• [What the task asks]:
Can you reproduce the listing below with every "formatted like this" changed to "formatted as follows" and nothing else altered? Omit the pictures from your answer.

• [Records supplied]:
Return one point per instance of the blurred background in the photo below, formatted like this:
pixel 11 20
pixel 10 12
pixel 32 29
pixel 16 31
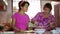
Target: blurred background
pixel 9 7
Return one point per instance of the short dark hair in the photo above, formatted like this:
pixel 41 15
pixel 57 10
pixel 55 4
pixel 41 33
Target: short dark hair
pixel 22 4
pixel 48 5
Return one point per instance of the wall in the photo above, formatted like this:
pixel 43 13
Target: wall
pixel 5 16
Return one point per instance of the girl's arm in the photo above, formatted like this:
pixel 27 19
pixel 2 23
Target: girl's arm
pixel 13 23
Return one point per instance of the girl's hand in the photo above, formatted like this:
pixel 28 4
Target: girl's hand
pixel 52 26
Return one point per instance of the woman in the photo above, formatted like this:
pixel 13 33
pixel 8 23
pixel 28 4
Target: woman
pixel 20 19
pixel 44 19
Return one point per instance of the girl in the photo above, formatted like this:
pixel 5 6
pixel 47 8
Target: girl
pixel 20 19
pixel 45 19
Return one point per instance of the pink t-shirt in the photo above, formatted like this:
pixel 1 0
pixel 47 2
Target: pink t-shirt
pixel 21 21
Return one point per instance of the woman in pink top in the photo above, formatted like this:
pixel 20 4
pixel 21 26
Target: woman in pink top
pixel 20 19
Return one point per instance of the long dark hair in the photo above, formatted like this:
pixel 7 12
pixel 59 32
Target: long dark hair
pixel 22 4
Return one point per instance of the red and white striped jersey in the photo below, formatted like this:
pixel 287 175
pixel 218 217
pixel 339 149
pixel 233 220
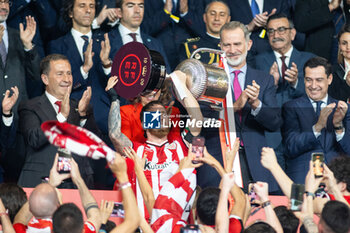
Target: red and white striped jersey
pixel 161 163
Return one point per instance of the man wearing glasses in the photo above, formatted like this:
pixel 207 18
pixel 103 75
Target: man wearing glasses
pixel 19 60
pixel 285 63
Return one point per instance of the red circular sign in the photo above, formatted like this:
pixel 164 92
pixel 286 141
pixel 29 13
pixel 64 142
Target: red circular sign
pixel 130 70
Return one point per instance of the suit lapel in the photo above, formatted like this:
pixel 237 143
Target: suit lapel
pixel 72 51
pixel 243 6
pixel 146 41
pixel 46 108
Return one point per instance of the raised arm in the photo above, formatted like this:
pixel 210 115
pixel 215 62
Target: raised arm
pixel 187 100
pixel 132 216
pixel 5 220
pixel 88 201
pixel 261 189
pixel 145 187
pixel 221 216
pixel 269 161
pixel 119 140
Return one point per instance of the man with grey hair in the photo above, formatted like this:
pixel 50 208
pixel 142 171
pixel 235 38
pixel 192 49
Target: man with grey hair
pixel 285 63
pixel 254 103
pixel 36 214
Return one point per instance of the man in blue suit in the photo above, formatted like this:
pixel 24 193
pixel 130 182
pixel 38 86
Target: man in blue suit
pixel 255 106
pixel 131 14
pixel 254 14
pixel 285 63
pixel 315 122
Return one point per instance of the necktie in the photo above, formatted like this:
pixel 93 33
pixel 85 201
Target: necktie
pixel 86 43
pixel 318 108
pixel 174 7
pixel 3 53
pixel 284 67
pixel 58 103
pixel 236 87
pixel 255 8
pixel 237 91
pixel 133 36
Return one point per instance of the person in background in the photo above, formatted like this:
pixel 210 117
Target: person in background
pixel 340 86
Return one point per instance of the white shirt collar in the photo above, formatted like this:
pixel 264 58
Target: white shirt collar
pixel 76 34
pixel 288 54
pixel 52 100
pixel 324 100
pixel 4 24
pixel 79 42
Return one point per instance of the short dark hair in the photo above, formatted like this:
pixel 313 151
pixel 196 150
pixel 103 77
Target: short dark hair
pixel 336 215
pixel 13 197
pixel 45 62
pixel 68 218
pixel 344 29
pixel 319 61
pixel 280 16
pixel 119 3
pixel 340 166
pixel 148 107
pixel 288 220
pixel 206 205
pixel 208 5
pixel 260 227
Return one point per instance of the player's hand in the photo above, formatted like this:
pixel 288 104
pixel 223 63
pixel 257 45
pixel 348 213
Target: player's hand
pixel 84 102
pixel 8 102
pixel 275 73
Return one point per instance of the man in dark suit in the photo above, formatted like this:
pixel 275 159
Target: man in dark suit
pixel 255 17
pixel 54 104
pixel 216 15
pixel 8 127
pixel 315 19
pixel 254 104
pixel 315 122
pixel 19 64
pixel 167 21
pixel 88 60
pixel 130 21
pixel 285 63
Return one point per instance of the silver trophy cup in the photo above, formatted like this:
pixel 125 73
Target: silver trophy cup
pixel 207 83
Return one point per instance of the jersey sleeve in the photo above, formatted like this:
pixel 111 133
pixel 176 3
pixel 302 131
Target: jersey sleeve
pixel 89 227
pixel 235 225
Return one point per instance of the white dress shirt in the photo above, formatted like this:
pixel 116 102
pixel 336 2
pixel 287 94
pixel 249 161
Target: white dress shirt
pixel 323 105
pixel 60 116
pixel 79 42
pixel 241 80
pixel 278 56
pixel 126 38
pixel 260 4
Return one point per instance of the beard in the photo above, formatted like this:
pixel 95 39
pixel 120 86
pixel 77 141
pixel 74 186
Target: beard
pixel 237 61
pixel 3 18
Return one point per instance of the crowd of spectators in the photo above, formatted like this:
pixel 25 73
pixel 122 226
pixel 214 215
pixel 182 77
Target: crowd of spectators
pixel 288 68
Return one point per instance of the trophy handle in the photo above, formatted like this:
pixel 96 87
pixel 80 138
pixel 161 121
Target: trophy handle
pixel 208 50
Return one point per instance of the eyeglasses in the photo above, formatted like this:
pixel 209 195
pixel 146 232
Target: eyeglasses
pixel 6 2
pixel 280 30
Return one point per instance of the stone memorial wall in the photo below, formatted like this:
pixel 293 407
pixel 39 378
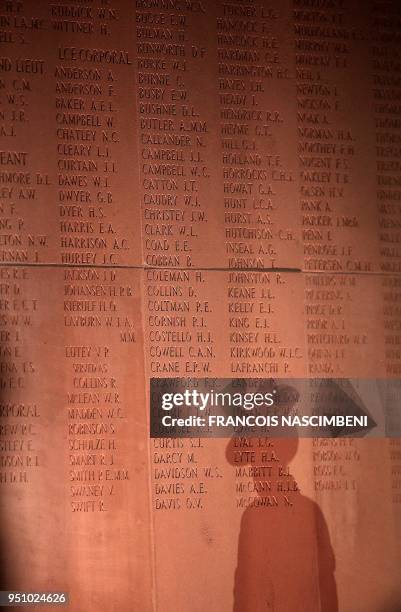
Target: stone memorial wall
pixel 197 189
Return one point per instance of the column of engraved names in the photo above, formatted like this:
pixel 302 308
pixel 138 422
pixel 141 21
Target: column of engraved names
pixel 97 355
pixel 173 133
pixel 176 201
pixel 173 141
pixel 91 136
pixel 20 406
pixel 386 63
pixel 258 182
pixel 334 224
pixel 386 59
pixel 334 227
pixel 24 181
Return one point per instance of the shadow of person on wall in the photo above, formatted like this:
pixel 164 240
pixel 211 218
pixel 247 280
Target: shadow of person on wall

• [Reply to the exercise]:
Return one point per instance of the blurred background in the photo below, formatted as follows:
pixel 11 20
pixel 10 12
pixel 32 29
pixel 16 31
Target: blurred background
pixel 9 7
Return one point per instance of the short dark hair in the photo above, formatted as follows:
pixel 41 15
pixel 57 10
pixel 55 4
pixel 41 33
Target: short dark hair
pixel 22 4
pixel 48 5
Return one point per instance of the wall in the photo above, formatted as follows:
pixel 43 13
Target: wall
pixel 5 16
Return one point per instance of the girl's arm in the photo above, formatted as follows:
pixel 27 19
pixel 2 23
Target: girl's arm
pixel 13 23
Return one point per instance of the girl's hand in the photo above, formatted as follows:
pixel 28 4
Target: girl's hand
pixel 52 26
Return one point per instance of the woman in the photo above, formatted as follows:
pixel 13 33
pixel 8 23
pixel 28 4
Target: woman
pixel 20 19
pixel 44 19
Return one point per instance of the girl in the photo above, formatted as follows:
pixel 5 6
pixel 47 8
Target: girl
pixel 20 19
pixel 45 19
Return one point per instance of the pink t-shirt in the photo above, formatted as follows:
pixel 1 0
pixel 47 2
Target: pink t-shirt
pixel 21 21
Return one point per instance of the woman in pink top in the photo above, formatted as follows:
pixel 20 4
pixel 21 26
Target: woman in pink top
pixel 20 19
Return one point per instance of the long dark hair in the photo above, formatted as follows:
pixel 7 12
pixel 59 32
Target: long dark hair
pixel 22 4
Return one point per instance of the red and white striped jersey in the photo below, formatted as follows:
pixel 287 175
pixel 218 217
pixel 339 149
pixel 233 220
Target: red and white striped jersey
pixel 161 163
Return one point per instance of the man wearing glasses in the photo above, formatted as follows:
pixel 207 18
pixel 103 75
Target: man wearing glasses
pixel 19 60
pixel 285 63
Return one point per instance of the red circular sign in the photo above, formatted as follows:
pixel 164 92
pixel 286 141
pixel 29 13
pixel 64 142
Target: red circular sign
pixel 130 70
Return one point per instance of the suit lapel in the photo above, formatted as follows:
pixel 237 143
Target: suit lapel
pixel 72 51
pixel 243 6
pixel 146 41
pixel 46 108
Return one point per instance of the raised arm in the photo above, formatted as follows:
pixel 210 115
pixel 215 62
Target: raised arm
pixel 187 100
pixel 132 216
pixel 5 220
pixel 88 201
pixel 261 189
pixel 145 187
pixel 221 216
pixel 269 161
pixel 119 140
Return one point per instance of the man with grey hair in the photo above, formatted as follows:
pixel 50 208
pixel 142 171
pixel 235 38
pixel 192 49
Target: man with grey hair
pixel 285 63
pixel 254 103
pixel 36 214
Return one point per instance of the man in blue suit in the photo above, formatted as follows:
pixel 24 193
pixel 130 182
pixel 38 86
Target: man in blue suit
pixel 255 106
pixel 131 14
pixel 254 14
pixel 285 63
pixel 315 122
Return one point per instance of the necktie in the photo above, formatted as follows:
pixel 93 33
pixel 85 201
Target: necktie
pixel 86 43
pixel 318 108
pixel 174 7
pixel 3 53
pixel 284 67
pixel 58 103
pixel 236 87
pixel 255 8
pixel 237 91
pixel 133 36
Return one point per instance of the person in background in the photo above, formatted as follows:
pixel 210 117
Target: person in background
pixel 340 86
Return one point per instance of the white shirt collar in the photo above, formatted as follows:
pixel 264 58
Target: white shirt collar
pixel 76 34
pixel 288 54
pixel 52 100
pixel 324 100
pixel 4 24
pixel 79 42
Return one point per instance of the short dark hair in the photo above, formatted as follows:
pixel 313 151
pixel 196 150
pixel 103 77
Target: short dark hair
pixel 336 215
pixel 13 197
pixel 45 62
pixel 68 218
pixel 344 29
pixel 319 61
pixel 280 16
pixel 119 3
pixel 340 166
pixel 148 107
pixel 288 220
pixel 206 205
pixel 208 5
pixel 260 227
Return one point per instance of the player's hand in the photo above, formatted as follows:
pixel 288 104
pixel 223 63
pixel 257 45
pixel 348 213
Target: player's hand
pixel 84 102
pixel 8 102
pixel 275 73
Return one point per instance of the man in dark suit in the photo above, formatted as follows:
pixel 275 159
Target: man in dark suit
pixel 255 17
pixel 54 104
pixel 216 15
pixel 8 127
pixel 315 19
pixel 254 104
pixel 315 122
pixel 19 64
pixel 167 21
pixel 88 60
pixel 130 21
pixel 285 63
Return one point per instance of the silver trophy cup in the photo above, formatted as follows:
pixel 125 73
Target: silver trophy cup
pixel 207 83
Return one point per instance of the jersey sleeve in the photo above, formatted as follows:
pixel 111 133
pixel 176 3
pixel 302 131
Target: jersey sleeve
pixel 89 227
pixel 235 225
Return one point per instance of the white dress shirt in the photo above, formatted as follows:
pixel 116 102
pixel 336 2
pixel 287 94
pixel 249 161
Target: white dress shirt
pixel 323 105
pixel 60 116
pixel 79 42
pixel 241 80
pixel 278 56
pixel 126 38
pixel 260 4
Return one point per instance of the beard in the photo above, formatted as follows:
pixel 95 39
pixel 120 86
pixel 77 141
pixel 74 186
Target: beard
pixel 237 61
pixel 3 18
Return one point per instance of the crowd of spectators in the photo above, formatted as follows:
pixel 25 73
pixel 122 226
pixel 214 215
pixel 182 77
Target: crowd of spectators
pixel 288 68
Return one point per instance of the trophy handle in the photo above, formatted as follows:
pixel 96 87
pixel 80 138
pixel 161 121
Target: trophy handle
pixel 208 50
Return one point per instance of the eyeglasses in the photo above, formatted as follows:
pixel 209 195
pixel 146 232
Target: eyeglasses
pixel 6 2
pixel 280 30
Return one point per instance of the stone memorial wall in the photo below, formatted as follows:
pixel 293 407
pixel 39 378
Target: stone memorial wall
pixel 197 189
Return one point per instance of the column of engraved names in the photo above, formatted as follows:
pixel 302 308
pixel 138 422
pixel 141 21
Target: column of engraved names
pixel 97 355
pixel 173 133
pixel 176 201
pixel 173 141
pixel 91 136
pixel 20 406
pixel 386 63
pixel 258 182
pixel 334 224
pixel 386 59
pixel 334 227
pixel 24 181
Return one point per instance of the shadow of person on wall in the photo above, formatted as follows:
pixel 164 240
pixel 211 218
pixel 247 280
Target: shadow of person on wall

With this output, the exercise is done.